My mother passed away last week, two day’s shy of her 86th birthday.
Those of you who knew my mom knew how she was. Those who didn’t were unfortunate. Now sure, that is an easy thing to say, but it’s also true. I have never met a more selfless person in my life. To the very end her concern was always about her children and others than herself. Whenever I asked her how she was doing, the most she would talk about herself was to say, “I’m tired, son,” and then would ask me how I was, or how my son was doing.
Mom had dementia, a disease I classified using the word fascinating. That seems a rather odd, clinical way of viewing what eventually took her life, but from my point of view it was accurate – a woman who humbly called herself a Bookkeeper but in truth she ran the fiscal aspects of million-dollar companies who could no longer manage paying her bills. It’s a heartbreaking disease, but I thought it fascinating.
So the suffering my mom went through is over. She’s rejoined with the love of her life, my father.
I wish that was where the suffering ended. Mine has just begun, as it has for my siblings. We are each in our own place with this, and our unfortunate reunion last week was far from nice and cordial. We each hurt, as we each are venting. Sometimes at each other. Feelings are very raw. Long-festering resentments exploded. Harsh things were said.
But I don’t care. That’s their shit. Our mother died – that’s what happened, and my purpose of writing this is not to call out my siblings. I have my way of coping and they have theirs. I wish them peace with this.

◆ Task requirements ◆
Carry on the remembrance above of the writer's mother, picking up right after its final sentence.

◆ Supplied information ◆
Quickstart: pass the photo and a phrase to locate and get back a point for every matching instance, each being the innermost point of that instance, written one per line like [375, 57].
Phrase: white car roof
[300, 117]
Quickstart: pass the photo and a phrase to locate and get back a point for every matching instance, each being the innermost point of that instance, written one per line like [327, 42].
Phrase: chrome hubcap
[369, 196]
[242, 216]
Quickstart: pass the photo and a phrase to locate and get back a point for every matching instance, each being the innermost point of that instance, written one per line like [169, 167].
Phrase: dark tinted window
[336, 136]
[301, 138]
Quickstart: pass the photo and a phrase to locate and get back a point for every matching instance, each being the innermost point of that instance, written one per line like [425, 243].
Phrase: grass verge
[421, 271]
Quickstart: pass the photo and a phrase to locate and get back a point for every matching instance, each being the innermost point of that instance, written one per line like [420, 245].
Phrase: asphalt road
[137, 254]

--

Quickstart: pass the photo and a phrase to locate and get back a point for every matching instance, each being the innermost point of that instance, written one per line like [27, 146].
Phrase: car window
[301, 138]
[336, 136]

==

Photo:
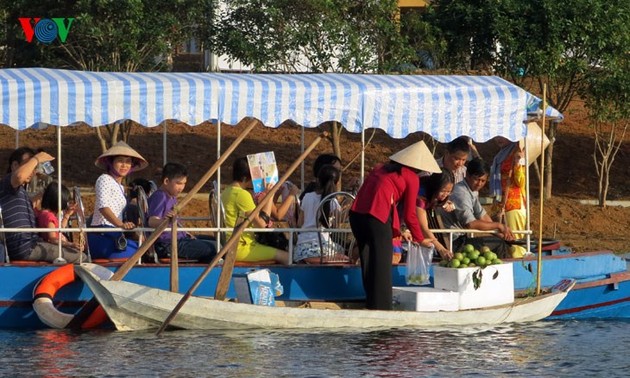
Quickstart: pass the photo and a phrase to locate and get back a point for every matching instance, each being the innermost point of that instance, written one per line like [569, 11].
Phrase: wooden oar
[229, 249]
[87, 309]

◆ Result ◆
By my count this is the fourth story I’ve written about my mother. The first one was over four years ago when she was first diagnosed with dementia. At that time, in 2008, I said nah, she’s just getting old. Denial. Then next one was three years later when it was obvious she was fading into the black hole of dementia. We called in hospice and had her put into a facility – for her own safety. I mean, lighting her cigarette on the gas stove with her grey hair dangling way too close to the blue flame was proof enough for me that she could no longer care for herself.
So her final place of residence on this plane was a care facility in Kent. But last week, we took a nice step for her. On the funeral procession, from the church to the cemetery, we drove by her house. I know mom liked that.
How do I know that?
Because she spiritually re-entered that house.
How do I know that?
Because weird stuff started happening between that Friday afternoon and when I left Sunday morning. Things fell off shelves. The washing machine inexplicably started running. I heard voices. Now, before you think I’m starting to get dementia, I heard them – low mumblings, incomprehensible ‘chatter’, like a white-noise-like sound. But it was there. I heard it.
And I smiled. Dee was home.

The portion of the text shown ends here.